“Worry never robs tomorrow of its sorrow, but only saps today of its strength.” ~ AJ Cronin
When I was pregnant with the twins I wished with all my heart that my tummy had a window on it.
A window with louvered blinds that I could open and shut whenever I wanted to check on the babies.
If only, I thought.
If only I could look and see what they were up to and see their tiny hands and watch their tiny feet kick…
…I wouldn’t worry.
But as much as I wished for it, bellies don’t really work like that.
So instead, I worried.
I worried when they were born and I worried when their ballerina toes danced across the top of the incubators in the NICU and I worried when they sent us home with two tiny babies and I worried when they didn’t walk until they were almost two.
One day I won’t worry any more, I told myself. One day they’ll be strong and healthy and laughing and I won’t have a care in the world. I’ll throw my head back and laugh in the wind.
But I was wrong.
The worry never really left. Instead, it just changed names and called itself something else.
I tried to show it to the door.
Truly, I did.
I’d look it straight in the eye and tell it to leave. Sternly, I’d scold it and put it in time out and try to count my blessings instead. But just when I thought worry had left the building…
…there were days when it would show up again ordering milkshakes and settling in for a worry marathon.

*PROBLEM DETAILS*
Copy the passage about worry between "I worried when they were" and "a worry marathon.", inclusive, substituting "lattes" for each occurrence of "milkshakes".

*EXCERPTED DATA*

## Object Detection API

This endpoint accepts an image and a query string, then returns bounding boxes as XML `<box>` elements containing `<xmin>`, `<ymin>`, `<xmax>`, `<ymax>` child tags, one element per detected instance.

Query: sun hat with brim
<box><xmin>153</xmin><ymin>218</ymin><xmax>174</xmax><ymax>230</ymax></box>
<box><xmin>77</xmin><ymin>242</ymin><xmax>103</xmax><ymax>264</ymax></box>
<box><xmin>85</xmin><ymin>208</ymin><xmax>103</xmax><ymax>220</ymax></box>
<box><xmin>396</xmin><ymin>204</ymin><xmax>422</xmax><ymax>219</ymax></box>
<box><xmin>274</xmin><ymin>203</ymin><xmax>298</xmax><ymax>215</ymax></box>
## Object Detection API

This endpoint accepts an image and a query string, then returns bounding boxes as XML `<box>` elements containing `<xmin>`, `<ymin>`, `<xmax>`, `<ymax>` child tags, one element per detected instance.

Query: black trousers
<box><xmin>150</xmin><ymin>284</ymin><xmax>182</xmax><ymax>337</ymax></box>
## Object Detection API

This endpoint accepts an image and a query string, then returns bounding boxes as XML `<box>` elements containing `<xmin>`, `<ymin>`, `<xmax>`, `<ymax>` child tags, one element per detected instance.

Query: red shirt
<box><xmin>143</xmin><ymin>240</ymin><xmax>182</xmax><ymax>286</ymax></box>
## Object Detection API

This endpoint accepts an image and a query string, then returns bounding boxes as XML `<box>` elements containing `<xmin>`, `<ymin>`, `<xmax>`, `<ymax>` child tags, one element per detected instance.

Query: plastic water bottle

*OUTPUT BELOW*
I worried when they were born and I worried when their ballerina toes danced across the top of the incubators in the NICU and I worried when they sent us home with two tiny babies and I worried when they didn’t walk until they were almost two.
One day I won’t worry any more, I told myself. One day they’ll be strong and healthy and laughing and I won’t have a care in the world. I’ll throw my head back and laugh in the wind.
But I was wrong.
The worry never really left. Instead, it just changed names and called itself something else.
I tried to show it to the door.
Truly, I did.
I’d look it straight in the eye and tell it to leave. Sternly, I’d scold it and put it in time out and try to count my blessings instead. But just when I thought worry had left the building…
…there were days when it would show up again ordering lattes and settling in for a worry marathon.